#### Document segment:
----------
Any inability in the ER-α downregulation may lead to failure to express essential proteins associated with uterine receptivity, in turn resulting in either infertility or pregnancy loss (35). The present study showes that ER-α overexpression is accompanied by downregulation of GdA in the mid-luteal endometrium of the patients with unexplained infertility. GdA, a potential diagnostic marker of the endometrial receptivity, is the major progesterone- regulated glycoprotein and has been demonstrated in the pinopodes of receptive-phase human endometrium (11). Lower levels of GdA has been reported in the secretory phase of the menstrual cycle in the eutopic tissue of patients with endometriosis (13). In addition, lower levels of GdA were detected in the uterine flushings on days LH+10 and LH+12 in women with unexplained infertility (14) and recurrent miscarriage (36). A negative but statistically non-significant correlation was found between ER-α and GdA in fertile women and in patients with unexplained infertility. Although transcription, synthesis, and secretion of endometrial GdA are regulated by progesterone, according to our findings one can assume that the overexpression of endometrial ER-α disturbs the expression of special genes during the implantation, which is detrimental to the development of uterine receptivity.

Inadequate uterine receptivity is responsible for approximately two-thirds of implantation failures (37). A range of cellular and molecular endometrial defects has been associated with unexplained infertility (38). Microarray analysis demonstrated that endometrial gene expression at the time of embryo implantation is considerably different in the unexplained infertile patients compared to the fertile women (39).

Therefore, the failure in ER-α downregulation and the observed disturbance in GdA expression in the patients with unexplained infertility may elucidate the causes of unexplained infertility. Our observations suggest that endometrial ER-α expression may participate in the cascade of molecular events leading to successful implantation.

The random inclusion of all cases diagnosed with unexplained infertility is the main strength of this study. Furthermore, real-time PCR based assay of endometrial markers, an extremely sensitive technique that allows the precise measurement of gene expression (40), increases the accuracy and external validity of our results. However, data was collected from a single randomized center and subjects represent only a fraction of the population, thus reducing the population validity. Moreover, unexplained infertile women with secondary infertility were excluded, so its external validity is restricted to women with primary infertility.


The present study shows the prognostic significance of ER-α expression in patients with unexplained infertility. Disruption in the endometrial ER-α expression, which leads to defects in the uterine receptivity may contribute to unexplained infertility. In addition, our findings demonstrate that reduction in endometrial GdA expression was associated with elevated expression of ER-α in the mid-luteal phase. However, our study has some limitations including the low number of cases of unexplained infertile women with primary infertility. Studies including more tissue samples and protein-based assays such as immunohistochemistry and western blot analysis are also needed to further determine the role of endometrial ER-α. Understanding of biomarkers involved in the implantation and the mechanisms governing their relationships in endometrial receptivity could provide new therapeutic strategies for unexplained infertility. Whether such defects of uterine receptivity could be treated by the therapeutic blockage of ER-α activity or by dealing with the related causes of ER-α overexpression, e.g., using progestins or aromatase inhibitors to normalize the expression pattern of endometrial biomarkers associated with implantation, requires further investigation.
----------
In the discussion of endometrial markers in unexplained infertility, why is the study's population validity reduced? Answer in one to three sentences.
----------
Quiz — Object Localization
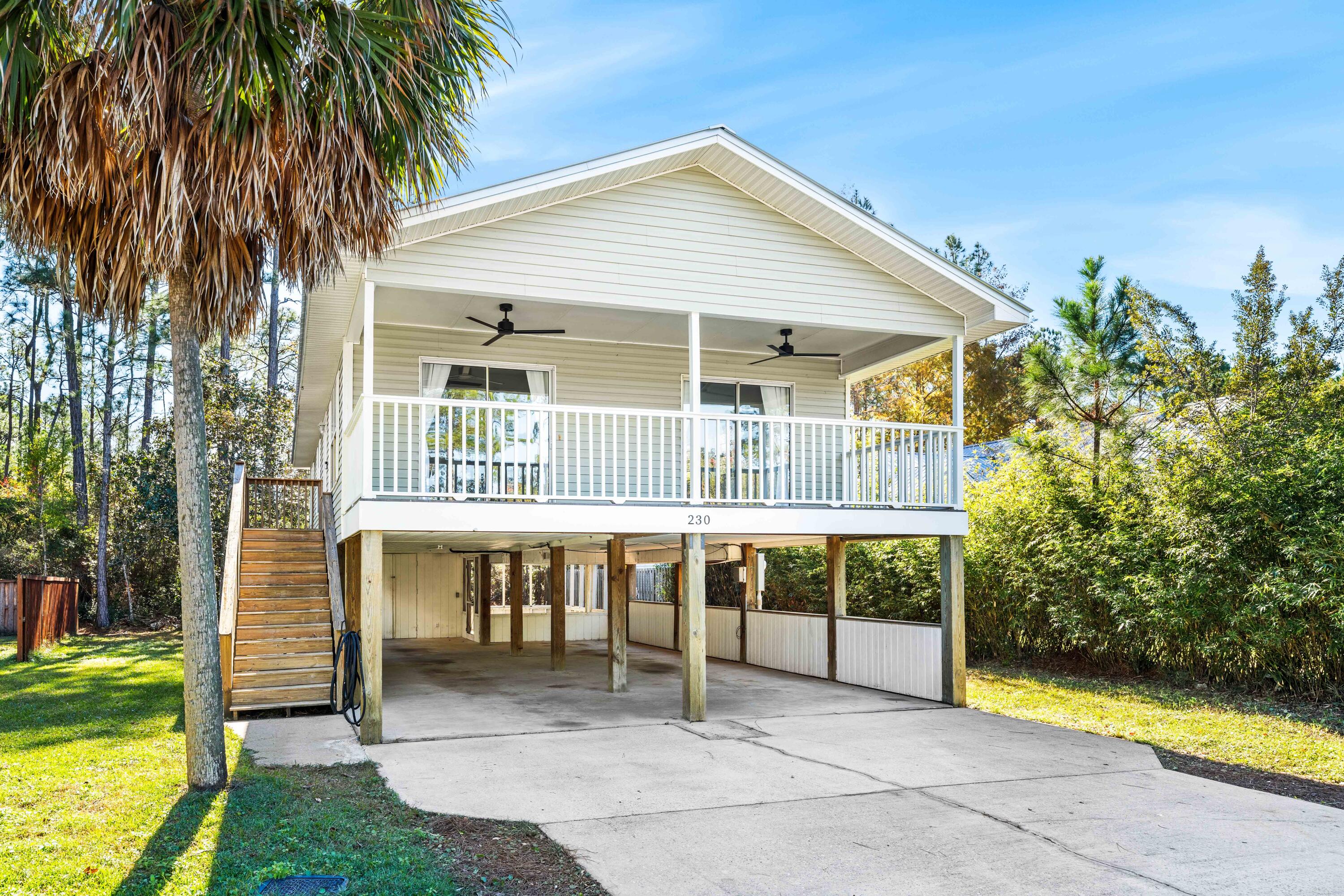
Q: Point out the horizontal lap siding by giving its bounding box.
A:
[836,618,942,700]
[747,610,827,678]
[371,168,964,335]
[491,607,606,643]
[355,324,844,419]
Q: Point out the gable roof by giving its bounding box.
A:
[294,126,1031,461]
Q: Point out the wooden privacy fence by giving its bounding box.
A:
----------
#### Answer space:
The population validity is reduced because the data were collected from a single randomized center. The subjects also represent only a fraction of the population.